◆ RECORD SET ◆
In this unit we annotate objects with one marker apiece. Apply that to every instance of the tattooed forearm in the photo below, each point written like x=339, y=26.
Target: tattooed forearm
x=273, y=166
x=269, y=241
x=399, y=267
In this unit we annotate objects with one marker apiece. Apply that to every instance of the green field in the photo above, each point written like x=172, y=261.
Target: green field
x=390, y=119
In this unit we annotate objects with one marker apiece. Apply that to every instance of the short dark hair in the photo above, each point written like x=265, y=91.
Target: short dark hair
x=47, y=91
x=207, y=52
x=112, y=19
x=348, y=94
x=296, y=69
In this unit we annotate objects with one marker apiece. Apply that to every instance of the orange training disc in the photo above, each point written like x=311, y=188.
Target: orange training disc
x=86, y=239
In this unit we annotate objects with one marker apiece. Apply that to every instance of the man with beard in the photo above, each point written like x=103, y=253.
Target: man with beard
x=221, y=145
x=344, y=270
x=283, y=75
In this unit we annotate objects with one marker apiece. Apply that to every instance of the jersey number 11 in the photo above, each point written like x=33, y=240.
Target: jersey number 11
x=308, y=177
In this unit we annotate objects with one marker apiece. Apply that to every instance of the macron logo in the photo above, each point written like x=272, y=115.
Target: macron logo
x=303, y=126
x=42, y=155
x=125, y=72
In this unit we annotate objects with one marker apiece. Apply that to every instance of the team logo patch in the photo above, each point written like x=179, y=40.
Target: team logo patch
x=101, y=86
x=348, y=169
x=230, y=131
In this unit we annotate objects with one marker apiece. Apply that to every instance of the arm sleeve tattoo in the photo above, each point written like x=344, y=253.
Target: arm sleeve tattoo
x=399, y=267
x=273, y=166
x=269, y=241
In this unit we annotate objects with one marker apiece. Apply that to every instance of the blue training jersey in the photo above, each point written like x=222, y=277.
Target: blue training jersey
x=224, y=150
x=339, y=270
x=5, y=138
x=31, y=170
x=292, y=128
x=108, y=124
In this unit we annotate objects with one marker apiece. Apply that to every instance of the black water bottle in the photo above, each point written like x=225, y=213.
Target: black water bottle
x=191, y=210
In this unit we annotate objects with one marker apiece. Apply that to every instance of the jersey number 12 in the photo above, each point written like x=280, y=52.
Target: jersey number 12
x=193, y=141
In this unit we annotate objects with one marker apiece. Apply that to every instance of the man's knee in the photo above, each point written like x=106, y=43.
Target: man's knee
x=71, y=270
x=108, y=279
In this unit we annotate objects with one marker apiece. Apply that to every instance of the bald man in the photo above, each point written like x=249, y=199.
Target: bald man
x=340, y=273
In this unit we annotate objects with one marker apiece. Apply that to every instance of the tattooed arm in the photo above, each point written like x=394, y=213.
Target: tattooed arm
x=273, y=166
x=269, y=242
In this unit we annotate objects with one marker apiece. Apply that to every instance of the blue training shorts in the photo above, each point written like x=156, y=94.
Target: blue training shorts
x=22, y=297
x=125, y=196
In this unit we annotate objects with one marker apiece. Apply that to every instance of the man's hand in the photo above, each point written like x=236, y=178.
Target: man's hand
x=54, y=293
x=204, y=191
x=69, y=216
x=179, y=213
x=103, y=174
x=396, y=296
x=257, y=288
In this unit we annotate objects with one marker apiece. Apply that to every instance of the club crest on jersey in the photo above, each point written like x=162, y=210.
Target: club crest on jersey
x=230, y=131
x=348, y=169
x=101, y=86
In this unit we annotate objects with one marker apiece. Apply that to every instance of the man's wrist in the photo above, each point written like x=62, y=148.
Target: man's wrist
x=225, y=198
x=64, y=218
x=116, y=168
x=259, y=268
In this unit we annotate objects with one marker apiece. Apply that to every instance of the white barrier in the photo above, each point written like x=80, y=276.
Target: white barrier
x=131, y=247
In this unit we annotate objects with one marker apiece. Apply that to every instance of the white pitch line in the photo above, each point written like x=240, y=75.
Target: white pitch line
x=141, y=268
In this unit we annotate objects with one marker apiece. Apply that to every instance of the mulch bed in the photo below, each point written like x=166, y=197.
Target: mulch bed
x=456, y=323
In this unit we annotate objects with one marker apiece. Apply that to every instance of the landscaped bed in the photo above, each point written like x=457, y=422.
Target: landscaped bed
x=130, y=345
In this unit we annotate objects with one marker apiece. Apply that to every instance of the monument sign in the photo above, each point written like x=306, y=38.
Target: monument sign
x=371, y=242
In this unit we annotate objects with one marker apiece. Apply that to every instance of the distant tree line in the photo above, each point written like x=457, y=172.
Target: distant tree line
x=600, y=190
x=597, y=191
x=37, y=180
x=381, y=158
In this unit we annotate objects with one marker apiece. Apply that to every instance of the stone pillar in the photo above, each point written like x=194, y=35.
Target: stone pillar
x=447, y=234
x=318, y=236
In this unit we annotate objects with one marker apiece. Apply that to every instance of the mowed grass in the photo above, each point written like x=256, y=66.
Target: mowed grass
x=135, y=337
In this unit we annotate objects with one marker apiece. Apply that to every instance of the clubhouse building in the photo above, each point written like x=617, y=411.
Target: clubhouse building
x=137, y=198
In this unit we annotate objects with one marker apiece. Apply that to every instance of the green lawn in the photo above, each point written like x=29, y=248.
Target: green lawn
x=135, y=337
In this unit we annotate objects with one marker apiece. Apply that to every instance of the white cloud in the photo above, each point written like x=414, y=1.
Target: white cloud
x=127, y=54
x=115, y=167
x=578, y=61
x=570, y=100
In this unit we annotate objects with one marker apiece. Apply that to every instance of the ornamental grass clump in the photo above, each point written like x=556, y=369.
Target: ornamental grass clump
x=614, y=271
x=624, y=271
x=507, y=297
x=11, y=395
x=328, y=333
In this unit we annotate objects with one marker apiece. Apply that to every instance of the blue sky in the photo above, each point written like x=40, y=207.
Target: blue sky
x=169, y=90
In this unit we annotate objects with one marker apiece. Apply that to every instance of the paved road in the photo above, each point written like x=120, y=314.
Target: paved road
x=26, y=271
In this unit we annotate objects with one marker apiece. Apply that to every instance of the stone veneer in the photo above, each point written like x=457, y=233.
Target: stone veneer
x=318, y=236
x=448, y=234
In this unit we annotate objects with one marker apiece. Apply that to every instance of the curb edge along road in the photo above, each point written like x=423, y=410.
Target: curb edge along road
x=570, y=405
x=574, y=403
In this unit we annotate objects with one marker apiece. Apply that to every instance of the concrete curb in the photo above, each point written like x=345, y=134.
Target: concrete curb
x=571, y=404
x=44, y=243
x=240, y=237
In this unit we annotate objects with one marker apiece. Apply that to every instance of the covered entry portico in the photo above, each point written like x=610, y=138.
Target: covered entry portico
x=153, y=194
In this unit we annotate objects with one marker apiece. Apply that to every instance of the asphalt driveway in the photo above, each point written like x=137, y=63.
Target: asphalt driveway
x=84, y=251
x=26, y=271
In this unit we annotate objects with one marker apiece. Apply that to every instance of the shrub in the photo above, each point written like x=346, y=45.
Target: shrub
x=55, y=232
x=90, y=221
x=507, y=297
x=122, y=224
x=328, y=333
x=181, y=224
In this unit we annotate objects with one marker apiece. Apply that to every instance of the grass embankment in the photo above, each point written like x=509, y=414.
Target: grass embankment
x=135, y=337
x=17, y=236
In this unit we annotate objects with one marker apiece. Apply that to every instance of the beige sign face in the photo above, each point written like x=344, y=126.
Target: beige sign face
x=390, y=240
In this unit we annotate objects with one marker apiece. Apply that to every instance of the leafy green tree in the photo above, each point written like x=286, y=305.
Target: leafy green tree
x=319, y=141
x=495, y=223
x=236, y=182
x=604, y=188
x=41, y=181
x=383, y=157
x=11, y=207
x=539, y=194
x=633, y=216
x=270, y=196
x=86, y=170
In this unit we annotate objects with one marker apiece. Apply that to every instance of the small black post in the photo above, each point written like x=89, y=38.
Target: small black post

◆ EXERCISE GOAL ◆
Copy every one of the records above line for line, keeping each character unchanged.

◆ FULL OUTPUT ◆
In this unit we annotate objects with one marker apiece. Apply that to every instance of the tattooed forearm in the photo below, each point written like x=339, y=26.
Target: tattooed forearm
x=273, y=166
x=269, y=241
x=399, y=267
In this unit we annotate objects with one marker apiece. Apply that to every instance of the green field in the photo above, each point written like x=172, y=261.
Target: green field
x=390, y=119
In this unit we annotate objects with one marker apiece. Apply that to every instance of the short dark hair in the photo above, each point written like x=265, y=91.
Target: short dark hair
x=47, y=91
x=207, y=52
x=112, y=19
x=348, y=94
x=296, y=69
In this unit we annotate objects with one marker apiece. Apply that to every instance of the orange training disc in the photo above, each point written like x=311, y=188.
Target: orange training disc
x=86, y=239
In this unit we annotate objects with one marker apiece. Apply that to every instance of the man with beard in the photo above, each point written like x=103, y=253.
Target: man with beard
x=221, y=145
x=344, y=270
x=283, y=75
In this unit we annotate objects with one marker apiece. Apply that to every instance of the jersey number 11 in the photo above, each point written like x=33, y=240.
Target: jersey number 11
x=308, y=177
In this unit we annotate objects with one marker apiece. Apply that to every instance of the macron logo in the photo above, each point written like x=272, y=115.
Target: macron logo
x=303, y=126
x=42, y=155
x=125, y=72
In this unit we annotate objects with one marker apiece. Apply that to every instance of the team logo patch in the photo above, each point written like x=179, y=40.
Target: team logo patch
x=101, y=86
x=348, y=169
x=230, y=131
In this unit we annotate objects with one marker apiece. Apply that to every instance of the arm sleeve tattoo in the photo above, each point written like x=344, y=253.
Target: arm sleeve tattoo
x=399, y=267
x=273, y=166
x=269, y=241
In this unit we annotate objects with one marker apiece. Apply that to every instance of the blue training jersey in the photo above, each point written like x=222, y=277.
Target: blue training jersey
x=224, y=150
x=339, y=270
x=5, y=138
x=31, y=170
x=292, y=128
x=108, y=124
In this unit we annotate objects with one marker apiece. Apply that to every instance of the black water bottle in the photo above, each point written like x=225, y=213.
Target: black water bottle
x=191, y=210
In this unit we annotate objects with one marker apiece. Apply that to every instance of the jersey number 12 in the photo above, each point written like x=280, y=52.
Target: jersey number 12
x=193, y=141
In this unit we annotate objects with one marker apiece. Apply that to every instance of the man's knee in the photo above, each point written like x=106, y=43.
Target: man's knee
x=71, y=270
x=108, y=279
In this unit we annotate objects with one marker apiece. Apply that to every instance of the bald man in the photo above, each point written like x=249, y=199.
Target: bald man
x=340, y=273
In this unit we annotate objects with one marker apiece. Apply that to every instance of the tattooed arm in the photo above, each point written like x=394, y=213.
Target: tattooed arm
x=273, y=166
x=269, y=242
In this unit we annotate objects with one marker apiece. Apply that to every instance of the blue training shorts in the photo above, each point written like x=156, y=94.
Target: blue training shorts
x=22, y=297
x=125, y=196
In this unit we annotate objects with one marker apiece. Apply that to every instance of the man's hand in the photo above, each point written like x=236, y=178.
Target: man's hand
x=54, y=293
x=204, y=191
x=69, y=216
x=179, y=213
x=103, y=174
x=396, y=296
x=257, y=288
In this unit we annotate objects with one marker apiece. Apply that to every instance of the club crest on jersey in the photo above, each point written like x=162, y=210.
Target: club crest on jersey
x=230, y=131
x=348, y=169
x=101, y=86
In this unit we annotate objects with one marker apiece. Apply that to every instance of the man's wrist in the photo above, each point written like x=62, y=148.
Target: man's wrist
x=225, y=198
x=64, y=218
x=116, y=168
x=259, y=268
In this unit we annotate objects with one marker apiece. Apply that to every instance of the white barrier in the photo above, each point written like x=80, y=276.
Target: white barrier
x=131, y=247
In this unit we annotate objects with one marker apiece. Apply that to every instance of the white pitch line in the photo above, each point written like x=240, y=75.
Target: white pitch line
x=141, y=268
In this unit we annotate objects with one marker apiece. Apply that to every instance of the mulch bed in the photo below, each point written like x=166, y=197.
Target: mulch bed
x=456, y=323
In this unit we annotate objects with one marker apiece. Apply that to every instance of the landscaped bed in the photo above, each point written like x=457, y=422.
Target: landscaped bed
x=130, y=345
In this unit we annotate objects with one marker apiece. Apply that to every instance of the monument sign in the photo above, each point written like x=306, y=38.
Target: monument sign
x=371, y=242
In this unit we annotate objects with one marker apiece. Apply that to every instance of the distant tree line in the photo above, each point written like x=457, y=172.
Target: distant tree line
x=600, y=190
x=597, y=191
x=37, y=180
x=381, y=158
In this unit we annotate objects with one marker apiece. Apply that to every instance of the stone pillar in the photo above, each point written like x=194, y=35.
Target: stone pillar
x=447, y=234
x=318, y=236
In this unit we annotate objects with one marker apiece. Apply that to every instance of the mowed grass in the photo above, each point written like x=256, y=66.
Target: mowed grass
x=135, y=337
In this unit we annotate objects with one marker apiece. Apply that to every instance of the clubhouse building in the photo above, each point written like x=617, y=411.
Target: clubhouse building
x=137, y=198
In this unit we annotate objects with one marker apiece. Apply that to every instance of the green lawn in the photo above, each point written like x=29, y=248.
Target: green lawn
x=135, y=337
In this unit we annotate objects with one marker apiece. Apply that to every instance of the white cloud in the photo above, each point written like x=414, y=1.
Target: white cloud
x=127, y=54
x=115, y=167
x=578, y=61
x=570, y=100
In this unit we annotate objects with one marker apiece. Apply that to every instance of the ornamental grass clump in the photo above, each point written like x=556, y=369.
Target: ornamental grass clump
x=614, y=271
x=624, y=271
x=507, y=297
x=11, y=395
x=328, y=333
In this unit we annotate objects with one marker apiece. Apply that to every instance of the blue sky in the photo above, each point written like x=40, y=207.
Target: blue sky
x=169, y=90
In this unit we annotate objects with one marker apiece. Apply that to every instance of the paved road in the photo above, each point written like x=120, y=314.
Target: paved road
x=26, y=271
In this unit we annotate objects with one marker apiece. Apply that to every instance of the stone veneer in the photo above, each point written like x=457, y=233.
Target: stone veneer
x=318, y=236
x=448, y=234
In this unit we annotate objects with one marker apiece. Apply that to every instance of the curb edge along road in the photo above, each point written like x=423, y=410.
Target: curb edge along road
x=570, y=405
x=574, y=403
In this unit we annotate objects with one marker apiece. Apply that to every instance of the concrete curb in the photo above, each point written like x=345, y=134.
Target: concrete curb
x=571, y=404
x=44, y=243
x=240, y=237
In this unit we annotate objects with one marker apiece. Apply that to every instance of the covered entry portico in the photo above, each point written like x=610, y=138.
Target: covered entry portico
x=153, y=194
In this unit we annotate objects with one marker apiece. Apply that to every instance of the asphalt driveway in the photo above, each point written like x=137, y=63.
Target: asphalt driveway
x=84, y=251
x=26, y=271
In this unit we annotate objects with one marker apiece. Apply that to every instance of the shrub in the photo above, each point written like x=346, y=45.
Target: shrub
x=55, y=232
x=90, y=221
x=507, y=297
x=122, y=224
x=328, y=333
x=181, y=224
In this unit we annotate objects with one marker apiece. Apply that to every instance of the grass embankment in the photo above, each point written like x=509, y=414.
Target: grass embankment
x=135, y=337
x=17, y=236
In this unit we annotate objects with one marker apiece. Apply that to every instance of the beige sign face in the photo above, each point written like x=344, y=126.
Target: beige sign face
x=390, y=240
In this unit we annotate objects with one marker apiece. Apply that to every instance of the leafy green tree in the photo above, each point written like x=286, y=305.
Target: leafy green tree
x=319, y=141
x=495, y=223
x=236, y=182
x=604, y=188
x=41, y=181
x=383, y=157
x=11, y=207
x=539, y=194
x=633, y=216
x=270, y=196
x=86, y=170
In this unit we annotate objects with one marker apiece. Apply that to every instance of the small black post in the photo above, each point written like x=89, y=38.
Target: small black post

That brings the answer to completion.